+++ Text +++

Error Quantizing a Tensorflow model (Module vs Function changes?)


#1

Hi,

I am trying to quantize a tensorflow model using a previously working code. However, after pulling the newest changes I am getting the following error:

  File "/home/tvm/tvm-framework/vru/vru_one_look.py", line 386, in tvm
    qgraph = relay.quantize.quantize(mod, params)
  File "/home/tvm/tvm/python/tvm/relay/quantize/quantize.py", line 340, in quantize
    graph = _bind_params(graph, params)
  File "/home/tvm/tvm/python/tvm/relay/quantize/quantize.py", line 299, in _bind_params
    for arg in func.params:
  File "tvm/_ffi/_cython/./node.pxi", line 81, in tvm._ffi._cy3.core.NodeBase.__getattr__
AttributeError: '<class 'tvm.relay.module.Module'>' object has no attribute 'params'

Is this somehow related to some changes on the module vs function?. I saw that the tensorflow tutorial was changed from

graph, lib, params = relay.build(mod[mod.entry_func],, target=target, params=params)

to

graph, lib, params = relay.build(mod, target=target, params=params)

I wonder if this is related.

@vinx13 any ideas?

Thanks


#2

+1
I am also experiencing this issue with the ONNX and MXNET relay frontends.

Thanks,
Ben


#3

Yes there are some recent changes on api:

mod['main'] = relay.quantize.quantize(mod['main'], params)
graph, lib, params = relay.build(mod, target=target)

#4

We should also change the quantization api to be consistent with the rest(take mod as input)


#6

It would be also nice if someone can add a quantization tutorial, since I believe a bit more documentation in this area is required


#7

@vinx13 Hi, I followed the way you suggest on mxnet frontend, but get a long error message:
(BTW, I successfully run tvm-cuda-int8-benchmark, and found that from_mxnet outputs <class 'tvm.relay.expr.Function'> in the example, while outputs <class 'tvm.relay.module.Module'> in my usecase for building gluon model, which is weird for not being consistent with tvm/python/relay/frontend/mxnet.py from_mxnet func’s comment)

Traceback (most recent call last):
  File "test_tvm_gen.py", line 22, in <module>
    main()
  File "test_tvm_gen.py", line 17, in main
    model = TVMOptimize(getattr(sample_config, model_name))
  File "tvm_gen.py", line 45, in __init__
    self.compile()

+++ Data rows +++

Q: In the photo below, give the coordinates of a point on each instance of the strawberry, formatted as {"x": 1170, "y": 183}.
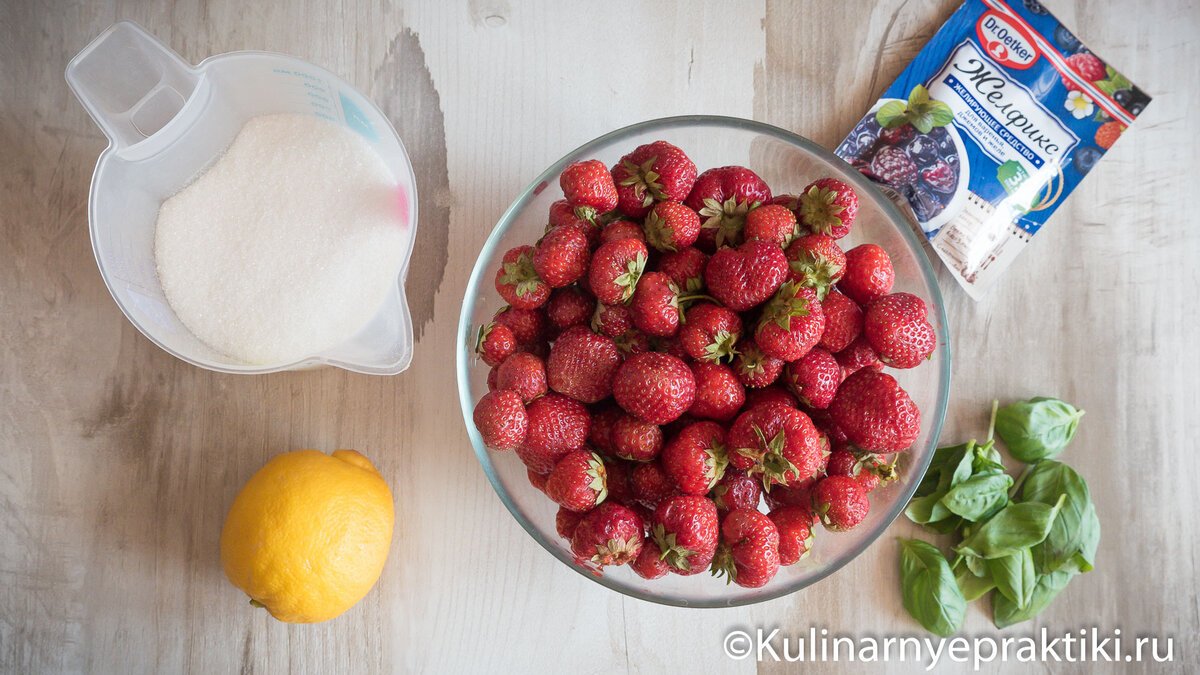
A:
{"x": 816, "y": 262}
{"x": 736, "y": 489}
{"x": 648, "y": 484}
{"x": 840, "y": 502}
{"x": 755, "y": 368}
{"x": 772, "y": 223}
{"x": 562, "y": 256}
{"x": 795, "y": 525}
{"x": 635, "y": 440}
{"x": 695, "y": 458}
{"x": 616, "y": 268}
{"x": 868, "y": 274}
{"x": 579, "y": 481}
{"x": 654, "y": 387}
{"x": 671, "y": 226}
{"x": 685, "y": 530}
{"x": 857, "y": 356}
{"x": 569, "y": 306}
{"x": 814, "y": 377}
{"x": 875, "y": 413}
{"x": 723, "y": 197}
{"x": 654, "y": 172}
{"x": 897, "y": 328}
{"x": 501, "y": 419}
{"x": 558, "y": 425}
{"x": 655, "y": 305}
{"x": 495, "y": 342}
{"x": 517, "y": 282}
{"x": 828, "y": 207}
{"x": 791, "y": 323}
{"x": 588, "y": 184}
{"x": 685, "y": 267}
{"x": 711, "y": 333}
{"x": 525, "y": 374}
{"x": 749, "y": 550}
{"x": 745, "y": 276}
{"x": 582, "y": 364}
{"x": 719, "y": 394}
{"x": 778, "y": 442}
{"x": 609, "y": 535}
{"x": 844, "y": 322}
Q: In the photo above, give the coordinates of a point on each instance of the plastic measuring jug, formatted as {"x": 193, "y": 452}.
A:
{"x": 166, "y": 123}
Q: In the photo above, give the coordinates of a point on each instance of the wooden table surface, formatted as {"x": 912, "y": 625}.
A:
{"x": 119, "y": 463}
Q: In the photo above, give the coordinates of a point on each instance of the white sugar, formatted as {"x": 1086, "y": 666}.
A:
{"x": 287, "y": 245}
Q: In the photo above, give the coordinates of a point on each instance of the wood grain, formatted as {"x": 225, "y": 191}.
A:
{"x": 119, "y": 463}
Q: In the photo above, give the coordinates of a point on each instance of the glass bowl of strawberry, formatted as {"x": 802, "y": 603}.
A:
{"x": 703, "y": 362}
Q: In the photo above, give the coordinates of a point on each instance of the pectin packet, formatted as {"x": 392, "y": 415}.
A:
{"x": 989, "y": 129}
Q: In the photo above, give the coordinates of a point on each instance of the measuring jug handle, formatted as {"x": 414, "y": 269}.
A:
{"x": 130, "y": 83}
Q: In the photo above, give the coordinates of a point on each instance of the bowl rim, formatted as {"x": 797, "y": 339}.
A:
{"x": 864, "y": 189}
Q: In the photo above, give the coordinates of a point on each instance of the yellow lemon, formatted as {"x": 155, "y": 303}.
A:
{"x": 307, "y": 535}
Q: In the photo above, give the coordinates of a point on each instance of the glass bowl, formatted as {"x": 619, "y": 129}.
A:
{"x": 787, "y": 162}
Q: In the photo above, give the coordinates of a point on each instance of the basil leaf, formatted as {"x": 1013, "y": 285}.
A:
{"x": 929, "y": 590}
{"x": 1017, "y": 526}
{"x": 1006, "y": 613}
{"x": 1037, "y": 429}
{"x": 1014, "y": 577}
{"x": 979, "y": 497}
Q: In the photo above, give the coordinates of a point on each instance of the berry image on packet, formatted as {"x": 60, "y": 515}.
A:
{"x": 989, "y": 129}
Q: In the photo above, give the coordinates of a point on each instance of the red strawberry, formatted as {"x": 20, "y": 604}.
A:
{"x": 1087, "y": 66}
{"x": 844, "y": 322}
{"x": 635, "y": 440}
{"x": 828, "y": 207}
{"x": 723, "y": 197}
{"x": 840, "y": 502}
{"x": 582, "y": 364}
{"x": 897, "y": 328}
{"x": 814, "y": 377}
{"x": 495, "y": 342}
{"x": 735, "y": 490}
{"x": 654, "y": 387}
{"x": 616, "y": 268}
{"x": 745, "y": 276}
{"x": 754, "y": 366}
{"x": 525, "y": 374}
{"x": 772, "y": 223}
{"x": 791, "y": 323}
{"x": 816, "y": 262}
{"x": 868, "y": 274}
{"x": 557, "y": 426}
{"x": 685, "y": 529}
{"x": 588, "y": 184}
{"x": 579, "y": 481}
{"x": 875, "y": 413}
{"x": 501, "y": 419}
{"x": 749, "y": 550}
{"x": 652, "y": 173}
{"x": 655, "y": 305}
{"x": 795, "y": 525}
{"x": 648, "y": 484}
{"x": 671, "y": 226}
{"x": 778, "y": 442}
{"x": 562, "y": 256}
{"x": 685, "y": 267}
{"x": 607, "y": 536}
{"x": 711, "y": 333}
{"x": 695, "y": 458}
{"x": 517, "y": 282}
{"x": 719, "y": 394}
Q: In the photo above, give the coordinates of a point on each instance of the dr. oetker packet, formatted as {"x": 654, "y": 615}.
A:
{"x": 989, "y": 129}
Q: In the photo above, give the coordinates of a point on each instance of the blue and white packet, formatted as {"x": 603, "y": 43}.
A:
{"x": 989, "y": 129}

+++

* [What to work on]:
1. According to the TVM quantization thread, which attribute does the error say the Module object lacks?
2. List the names that follow "in" on each line starting with "File" in the traceback of the post marked #1 in the TVM quantization thread.
3. Repeat, word for word, the part of the TVM quantization thread that opens with the words containing "Traceback (most recent" and closes with "self.compile()".

* [Task solutions]:
1. params

2. tvm, quantize, _bind_params, tvm._ffi._cy3.core.NodeBase.__getattr__

3.
Traceback (most recent call last):
  File "test_tvm_gen.py", line 22, in <module>
    main()
  File "test_tvm_gen.py", line 17, in main
    model = TVMOptimize(getattr(sample_config, model_name))
  File "tvm_gen.py", line 45, in __init__
    self.compile()